● **SOURCE DOCUMENT**
• • •

= Secondary attack rate =

Model concept in transmission of infectious disease

In epidemiology, the secondary attack rate (SAR) is the proportion or probability of susceptible contacts who develop infection within a reasonable incubation period after known exposure to a primary (index) case (or patient zero, i.e. the case which introduced the pathogenic organism into the population) or the same infectious source. It is typically calculated in households, families, dormitories, barracks, or other closed groups (such as attending medical staff), where close contact facilitates person-to-person transmission.

== Calculation ==
Secondary Attack Rate (SAR) is expressed by the following formula:

$$SAR = \frac{A}{M} \times 100$$

where
- $A$ = Number of new cases among contacts of primary cases
- $M$ = Total number of susceptible contacts

The denominator may be restricted to susceptible persons when these can be determined (e.g., by excluding immune or already-infected individuals). In practice, it is often approximated as the total population in the household (or other group) minus the number of primary cases.

• • •

● **SUPPLIED MATERIAL**
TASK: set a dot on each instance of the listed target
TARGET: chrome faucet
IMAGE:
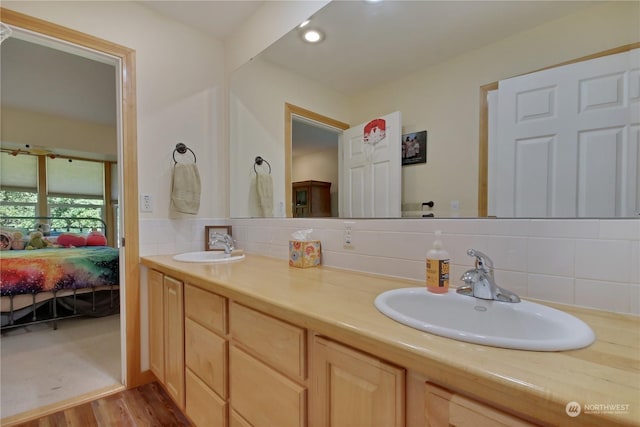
(480, 283)
(224, 238)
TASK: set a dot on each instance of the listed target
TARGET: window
(18, 187)
(75, 189)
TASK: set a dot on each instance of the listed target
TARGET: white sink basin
(523, 326)
(207, 256)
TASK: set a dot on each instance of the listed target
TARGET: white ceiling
(217, 18)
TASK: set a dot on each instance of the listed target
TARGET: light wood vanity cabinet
(156, 323)
(206, 357)
(166, 333)
(355, 389)
(444, 409)
(226, 364)
(267, 370)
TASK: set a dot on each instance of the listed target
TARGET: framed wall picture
(208, 234)
(414, 148)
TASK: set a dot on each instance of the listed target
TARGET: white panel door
(371, 177)
(568, 140)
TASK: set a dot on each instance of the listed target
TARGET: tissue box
(305, 253)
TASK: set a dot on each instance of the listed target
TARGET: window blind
(78, 177)
(20, 172)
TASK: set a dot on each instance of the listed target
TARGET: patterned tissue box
(304, 254)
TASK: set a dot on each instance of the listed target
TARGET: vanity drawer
(206, 308)
(275, 342)
(277, 401)
(206, 356)
(203, 406)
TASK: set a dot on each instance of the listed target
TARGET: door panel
(372, 169)
(566, 144)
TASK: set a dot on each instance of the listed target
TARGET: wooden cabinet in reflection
(311, 198)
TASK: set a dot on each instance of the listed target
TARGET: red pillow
(71, 240)
(96, 238)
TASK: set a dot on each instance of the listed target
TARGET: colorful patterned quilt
(33, 271)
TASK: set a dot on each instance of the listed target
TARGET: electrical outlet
(348, 234)
(146, 203)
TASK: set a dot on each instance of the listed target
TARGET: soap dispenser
(437, 267)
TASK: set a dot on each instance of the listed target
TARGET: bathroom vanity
(234, 346)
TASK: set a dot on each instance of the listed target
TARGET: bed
(48, 284)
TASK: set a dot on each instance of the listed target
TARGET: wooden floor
(147, 405)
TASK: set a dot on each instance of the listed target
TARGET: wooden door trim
(129, 198)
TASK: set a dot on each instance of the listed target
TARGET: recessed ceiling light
(313, 36)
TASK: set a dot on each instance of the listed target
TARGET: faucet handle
(483, 262)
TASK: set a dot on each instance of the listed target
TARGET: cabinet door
(174, 340)
(203, 406)
(445, 409)
(261, 395)
(354, 389)
(156, 323)
(206, 356)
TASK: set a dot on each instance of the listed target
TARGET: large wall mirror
(429, 60)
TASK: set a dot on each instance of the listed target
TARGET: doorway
(315, 126)
(128, 194)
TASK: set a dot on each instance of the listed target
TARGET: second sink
(523, 326)
(207, 256)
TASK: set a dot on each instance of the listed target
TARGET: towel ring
(182, 149)
(259, 161)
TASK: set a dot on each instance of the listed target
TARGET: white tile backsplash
(551, 256)
(592, 263)
(608, 260)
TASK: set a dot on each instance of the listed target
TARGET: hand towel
(185, 190)
(264, 188)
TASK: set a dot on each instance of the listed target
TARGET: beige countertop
(603, 378)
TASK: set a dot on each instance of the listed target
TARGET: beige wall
(444, 99)
(47, 131)
(180, 90)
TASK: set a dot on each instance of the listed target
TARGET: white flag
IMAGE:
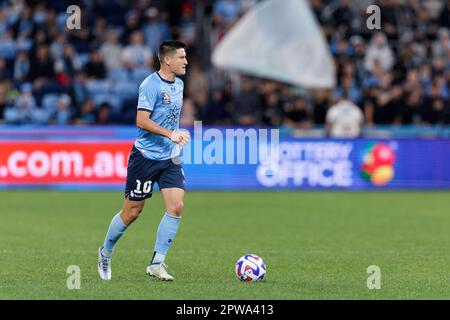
(280, 40)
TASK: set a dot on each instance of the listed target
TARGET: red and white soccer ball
(250, 267)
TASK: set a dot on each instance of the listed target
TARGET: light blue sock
(164, 236)
(115, 231)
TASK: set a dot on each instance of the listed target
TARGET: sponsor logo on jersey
(165, 98)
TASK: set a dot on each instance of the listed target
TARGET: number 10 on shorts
(146, 187)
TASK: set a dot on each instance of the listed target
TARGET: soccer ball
(250, 267)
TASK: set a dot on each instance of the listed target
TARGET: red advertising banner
(48, 162)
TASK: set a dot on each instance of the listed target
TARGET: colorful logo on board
(378, 164)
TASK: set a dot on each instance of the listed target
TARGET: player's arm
(144, 122)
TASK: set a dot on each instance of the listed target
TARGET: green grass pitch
(316, 245)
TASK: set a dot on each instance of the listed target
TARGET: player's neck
(166, 75)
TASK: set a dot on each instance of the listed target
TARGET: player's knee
(132, 214)
(177, 208)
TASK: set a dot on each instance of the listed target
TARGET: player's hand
(180, 137)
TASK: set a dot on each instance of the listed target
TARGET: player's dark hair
(169, 47)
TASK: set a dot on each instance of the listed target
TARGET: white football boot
(104, 266)
(159, 270)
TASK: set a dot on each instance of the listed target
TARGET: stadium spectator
(296, 114)
(111, 50)
(67, 65)
(63, 113)
(248, 104)
(136, 55)
(344, 119)
(41, 66)
(86, 114)
(411, 54)
(156, 30)
(104, 114)
(380, 52)
(95, 67)
(24, 110)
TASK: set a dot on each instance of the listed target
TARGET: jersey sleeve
(148, 96)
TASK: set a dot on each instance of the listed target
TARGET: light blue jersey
(164, 99)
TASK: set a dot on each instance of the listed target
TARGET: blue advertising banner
(224, 159)
(335, 164)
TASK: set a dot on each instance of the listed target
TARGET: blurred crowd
(51, 75)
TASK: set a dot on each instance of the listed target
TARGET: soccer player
(151, 160)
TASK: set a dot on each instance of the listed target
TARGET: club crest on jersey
(165, 98)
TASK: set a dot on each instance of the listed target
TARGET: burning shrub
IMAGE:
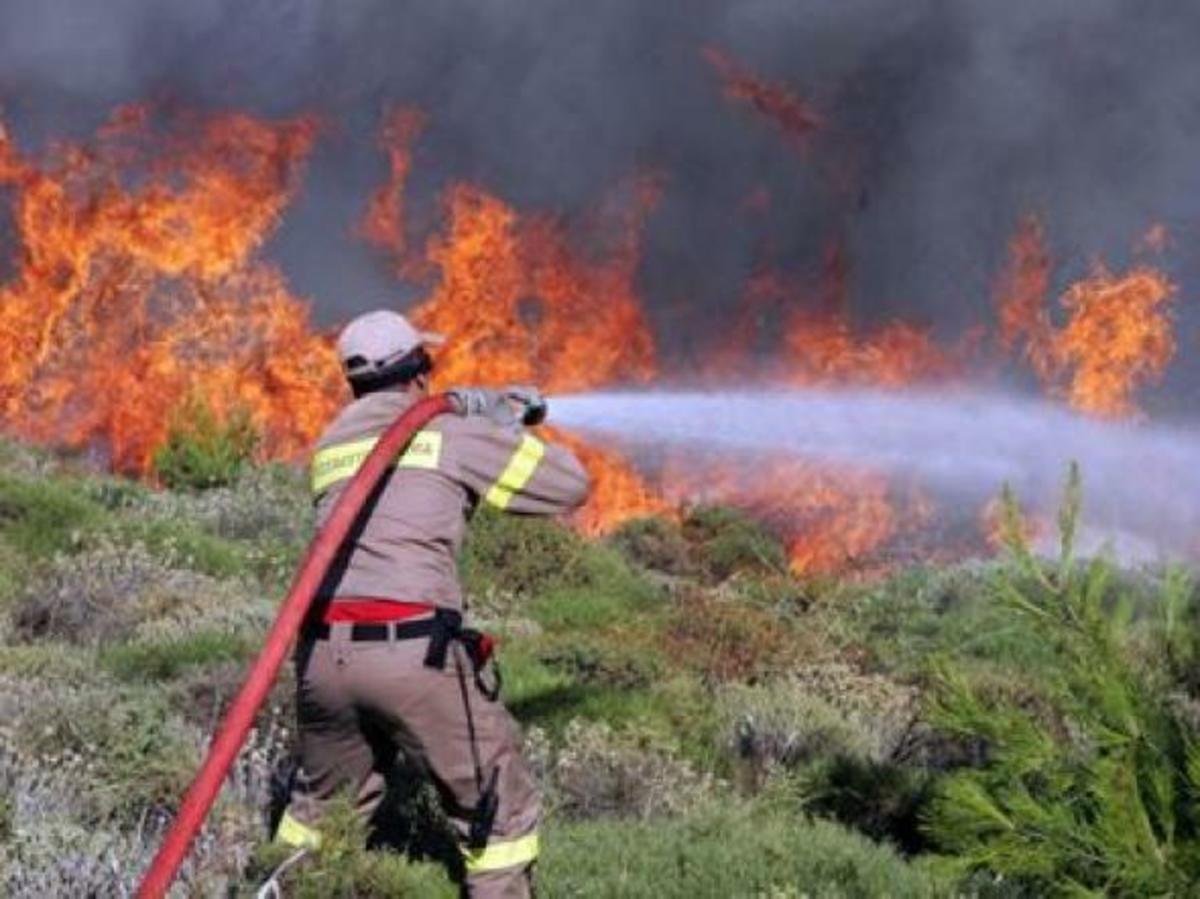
(201, 450)
(729, 640)
(820, 711)
(730, 543)
(523, 556)
(655, 544)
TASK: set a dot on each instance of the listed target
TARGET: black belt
(363, 633)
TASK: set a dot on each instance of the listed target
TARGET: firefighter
(387, 664)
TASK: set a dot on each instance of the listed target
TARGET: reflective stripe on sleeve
(297, 834)
(341, 461)
(498, 856)
(517, 473)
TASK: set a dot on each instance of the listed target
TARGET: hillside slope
(703, 723)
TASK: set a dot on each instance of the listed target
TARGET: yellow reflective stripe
(517, 473)
(424, 451)
(497, 856)
(341, 461)
(297, 834)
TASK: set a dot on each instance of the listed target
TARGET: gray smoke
(947, 120)
(1141, 483)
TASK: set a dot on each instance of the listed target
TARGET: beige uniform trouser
(353, 694)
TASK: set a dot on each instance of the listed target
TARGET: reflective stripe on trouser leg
(295, 833)
(498, 855)
(517, 473)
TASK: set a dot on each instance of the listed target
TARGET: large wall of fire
(139, 283)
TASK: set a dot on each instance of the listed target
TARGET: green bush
(167, 660)
(1099, 792)
(45, 516)
(203, 451)
(345, 869)
(735, 849)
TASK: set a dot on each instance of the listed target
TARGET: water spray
(1141, 481)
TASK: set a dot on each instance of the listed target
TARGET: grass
(702, 721)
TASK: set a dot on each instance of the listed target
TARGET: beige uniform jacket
(408, 546)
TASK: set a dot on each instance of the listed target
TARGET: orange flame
(383, 225)
(791, 114)
(139, 283)
(1117, 333)
(1119, 336)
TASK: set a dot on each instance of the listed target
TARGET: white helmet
(373, 342)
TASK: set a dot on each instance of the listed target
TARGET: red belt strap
(375, 611)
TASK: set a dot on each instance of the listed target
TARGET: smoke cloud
(946, 121)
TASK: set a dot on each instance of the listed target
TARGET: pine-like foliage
(1095, 789)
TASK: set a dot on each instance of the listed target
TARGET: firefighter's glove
(509, 407)
(529, 403)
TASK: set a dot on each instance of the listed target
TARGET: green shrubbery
(702, 723)
(1099, 791)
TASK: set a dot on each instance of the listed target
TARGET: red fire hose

• • •

● **ASSIGNED TASK 1**
Summarize the secondary attack rate text in two sentences.
● **ASSIGNED TASK 2**
Answer from the secondary attack rate text:
(a) In which kinds of settings is the rate typically calculated?
(b) What does A represent in the formula?
(c) How is the denominator often approximated in practice?
● **ASSIGNED TASK 3**
Pick up the secondary attack rate text after its final sentence and keep writing it.

● **WRITTEN ANSWER 1**
The secondary attack rate is the proportion or probability of susceptible contacts who develop infection within a reasonable incubation period after known exposure to a primary case or the same infectious source. It is typically calculated in closed groups such as households, dormitories, or barracks, as the number of new cases among contacts of primary cases divided by the total number of susceptible contacts, times 100.

● **WRITTEN ANSWER 2**
(a) Households, families, dormitories, barracks, or other closed groups such as attending medical staff.
(b) The number of new cases among contacts of primary cases.
(c) As the total population in the household or other group minus the number of primary cases.

● **WRITTEN ANSWER 3**
SAR can be estimated using many different epidemiologic study designs, models, and methods. While traditionally termed a "rate," SAR is not a true rate, but a proportion.

== Use ==
SAR is a key epidemiologic parameter used to assess contagiousness (person-to-person spread) of an infectious agent, differentiate transmission in households or closed settings from community transmission, evaluate control measures for limiting spread, and model transmission dynamics, accounting for correlation among contacts exposed to the same source.

==See also==
- Attack rate, the proportion of an at-risk population that contracts the disease during a specified time interval.